> [WORK TO DO]:
1. Translate this sentence from the thread on BufReader's buffer size into Spanish: "I fail to see how straddling page boundaries is an issue, given CPU cache doesn't care about page boundaries."
2. In the thread on BufReader's buffer size, what minimum buffer size does gnu cp use?
3. Carry on the thread about BufReader's buffer size from the point where it stops.

> [PAGE EXTRACT]:
Use systems page size instead of a hard-coded constant for File I/O?

809d8f8
Opened by Felix Schütt at 2023-01-26 20:38:23

Hi, I have a question regarding the following constant that is used throughout the BufReader:

https://github.com/rust-lang/rust/blob/6ccfe68076abc78392ab9e1d81b5c1a2123af657/src/libstd/sys_common/io.rs#L10

Shouldn't this variable rather be the page size for the system (determined at runtime) instead of 8KB hard-coded (for better IO performance)? This avoids that the system accidentally splits memory between pages that should really be contiguous on one page. For example, if my page size was 16KB, the system could accidentally allocate the memory in an unfortunate way so that the 8KB from the BufReader are now split across two pages. If it used 16KB pages, the system could map it 1:1 to a memory page. Why is the BufReader size hard-coded to 8KB?

  1. What issues arise when the allocation is split across a page? What other libraries have a runtime-determined default buffer size?

    jemalloc will page align allocations that large, but I'm not sure about libc malloc.

    Steven Fackler at 2017-10-28 11:06:38

  2. There are better metrics by which to size buffers, such as the sizes of the various CPU cache levels. If you want to keep the buffer entirely in L1, then it should be no larger than half the size of the L1 cache. Zen, for example, has a per core L1 data cache of 32KiB, so the default buffer size of 8192 is fine, but some older architectures can have smaller CPU caches.

    I fail to see how straddling page boundaries is an issue, given CPU cache doesn't care about page boundaries. If it does straddle a page boundary, then the unused space before and after the allocation can still be used for more allocations, so you're not really wasting space.

    Peter Atashian at 2017-10-28 18:21:35

  3. Cache sizes and page table effects are not the only performance concerns. When buffering IO around OS primitives (files, sockets etc.) then syscall overhead tends to be more significant than cache misses. For example gnu cp uses 128KiB as minimum buffer size for this reason.

> [GIVEN DATA]:
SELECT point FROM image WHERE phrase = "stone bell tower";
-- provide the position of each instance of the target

> [ANSWER SET]:
1. No veo cómo cruzar los límites de página puede ser un problema, dado que a la caché de la CPU no le importan los límites de página.

2. It uses 128KiB as its minimum buffer size.

3.
    the8472 at 2020-10-03 17:28:20

  4. For example gnu cp uses 128KiB as minimum buffer size for this reason.

    I think, 128 KiB is unsuitable for any OS without overcommit.

    AngelicosPhosphoros at 2021-12-20 21:21:43

  5. Rustup improved decompression performance by reading in with 8MB buffers.

    The underlying devices - spinning disks, network file systems, and NVMe/SSD's have varying tradeoffs, but can for instance handle large amounts of simultaneously dispatched requests, giving a latency mitigation: rather than CPU -> bus, device, response, and back for each call, the OS will do: CPU -> request-splitting -> dispatch max-depth requests in a loop, then read one, dispatch one etc until the full set are completed. This lets the underlying device (network, disk, whatever, perform the requests concurrently without depending on readahead heuristics).

    Getting to full zero copy semantics is even better, and doing that will require page alignment.

    Robert Collins at 2022-05-08 08:55:53

  6. (I don't think this is a libs-api concern, since it doesn't impact how this functions observably, aside for performance)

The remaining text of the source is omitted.